信大生週末限定のバー開店

夜の浅間温泉ににぎわいを

ポリネシア語で「火」を意味する「ASAM(アサム)」。松本市浅間温泉2にオープンした、週末限定で営業するバーの店名だ。店を切り盛りするのは、信州大の男子学生3人。目標は夜の浅間温泉に、かつてのにぎわいを取り戻すこと。「みんなを集める『火』のような存在になりたい」と張り切っている。

「自分たちの手で恩返ししたい」

経営するのは経法学部4年の佐々木琢馬さん(21、京都市出身)、大学院医学系研究科1年の齋藤祐斗さん(24、山梨県北杜市出身)、理学部3年の塚田光砂さん(21、佐久市出身)。3人は、店の隣のホテル玉之湯でアルバイトする仲間。配膳など接客を担当している。
浅間温泉で過ごす時間が長くなり、愛着が生まれる一方で、お客から「昔この辺の夜はにぎやかだった」「今は夕食の後、飲みに行く店がない」などの話を聞き、「信大に来てお世話になった。自分たちの手で恩返しがしたい」(佐々木さん)という思いが湧き上がった。
昨冬、玉之湯の社長に、同館が運営するそば店「つけもの喫茶」の営業時間外を借りたいと願い出て、快諾を得た。佐々木さんは「バーなら接客などバイトの経験が生きる。地元の人と旅行者の、交流の場にもなれば」と狙いを話す。
ドリンクは50種類ほど。カクテル「音泉(おんせん)イチゴアップル」は、浅間温泉で栽培するイチゴと信州産りんごジュースを使用。夏に合う酒を亀田屋酒造店(同市島立)に教わるなど、地元にこだわった。つまみも6種類ほどある。

# # # #

- **やること**:
1: 浅間温泉のバーの記事から、「夜の浅間温泉ににぎわいを」から「場にもなれば」と狙いを話す。」までを、両端も含めてそのまま書き写してください。
2: 浅間温泉のバーの記事にある「3人は、店の隣のホテル玉之湯でアルバイトする仲間。」という文を英語に訳してください。
3: 浅間温泉のバーの記事で「ドリンクは50種類ほど。」から始まる段落を、大事な中身を残したまま箇条書きにまとめてください。

- **用意したデータ**:

# # # #

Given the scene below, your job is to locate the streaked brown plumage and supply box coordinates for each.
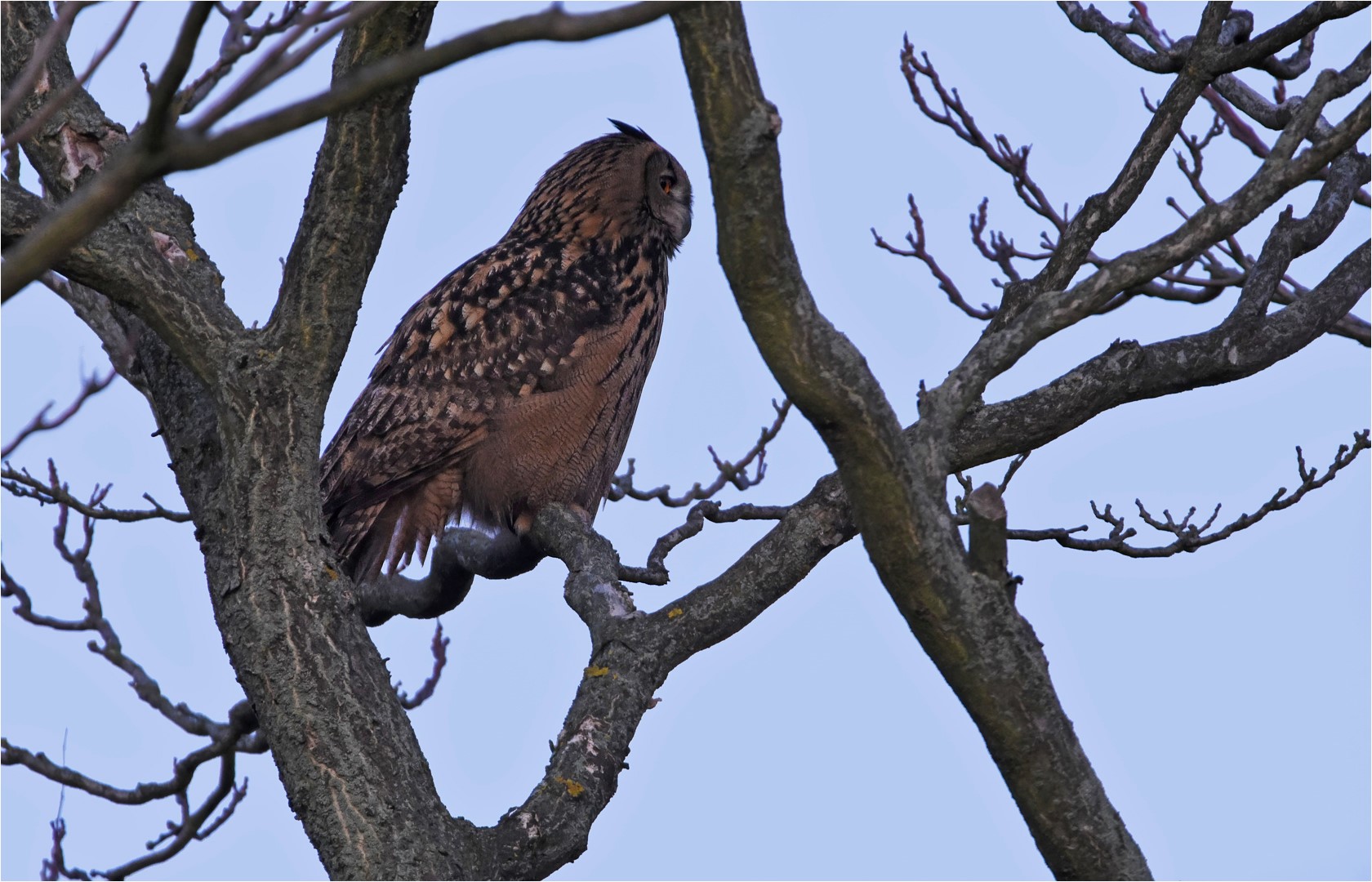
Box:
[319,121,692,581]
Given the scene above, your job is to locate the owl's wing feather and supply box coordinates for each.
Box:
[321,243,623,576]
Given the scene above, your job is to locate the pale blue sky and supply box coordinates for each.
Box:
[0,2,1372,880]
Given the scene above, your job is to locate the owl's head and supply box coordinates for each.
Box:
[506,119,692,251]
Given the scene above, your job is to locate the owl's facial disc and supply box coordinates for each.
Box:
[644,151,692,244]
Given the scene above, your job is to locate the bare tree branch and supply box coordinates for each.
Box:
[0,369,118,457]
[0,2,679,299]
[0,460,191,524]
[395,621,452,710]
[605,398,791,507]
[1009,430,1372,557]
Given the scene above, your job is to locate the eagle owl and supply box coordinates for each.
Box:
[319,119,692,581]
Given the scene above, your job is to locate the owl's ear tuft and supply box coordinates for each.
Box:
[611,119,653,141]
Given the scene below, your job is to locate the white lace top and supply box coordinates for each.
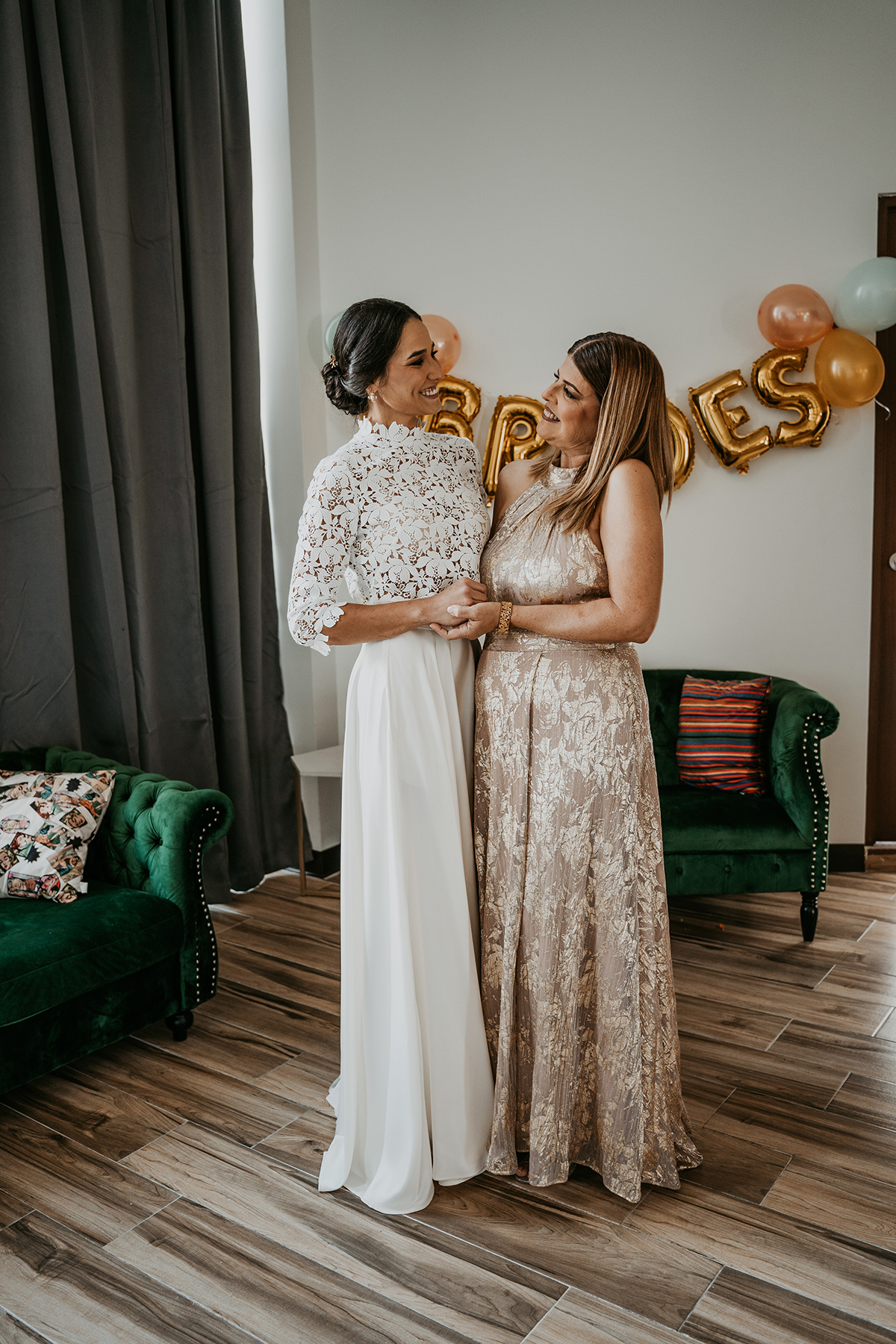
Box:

# # # #

- **それぞれの答え**:
1:
夜の浅間温泉ににぎわいを

ポリネシア語で「火」を意味する「ASAM(アサム)」。松本市浅間温泉2にオープンした、週末限定で営業するバーの店名だ。店を切り盛りするのは、信州大の男子学生3人。目標は夜の浅間温泉に、かつてのにぎわいを取り戻すこと。「みんなを集める『火』のような存在になりたい」と張り切っている。

「自分たちの手で恩返ししたい」

経営するのは経法学部4年の佐々木琢馬さん(21、京都市出身)、大学院医学系研究科1年の齋藤祐斗さん(24、山梨県北杜市出身)、理学部3年の塚田光砂さん(21、佐久市出身)。3人は、店の隣のホテル玉之湯でアルバイトする仲間。配膳など接客を担当している。
浅間温泉で過ごす時間が長くなり、愛着が生まれる一方で、お客から「昔この辺の夜はにぎやかだった」「今は夕食の後、飲みに行く店がない」などの話を聞き、「信大に来てお世話になった。自分たちの手で恩返しがしたい」(佐々木さん)という思いが湧き上がった。
昨冬、玉之湯の社長に、同館が運営するそば店「つけもの喫茶」の営業時間外を借りたいと願い出て、快諾を得た。佐々木さんは「バーなら接客などバイトの経験が生きる。地元の人と旅行者の、交流の場にもなれば」と狙いを話す。

2: The three are fellow part-time workers at Hotel Tamanoyu, next door to the bar.

3:
・ドリンクは約50種類
・カクテル「音泉イチゴアップル」には、浅間温泉で栽培されたイチゴと信州産りんごジュースを使用
・夏に合う酒を亀田屋酒造店（松本市島立）に教わるなど、地元にこだわった
・つまみは約6種類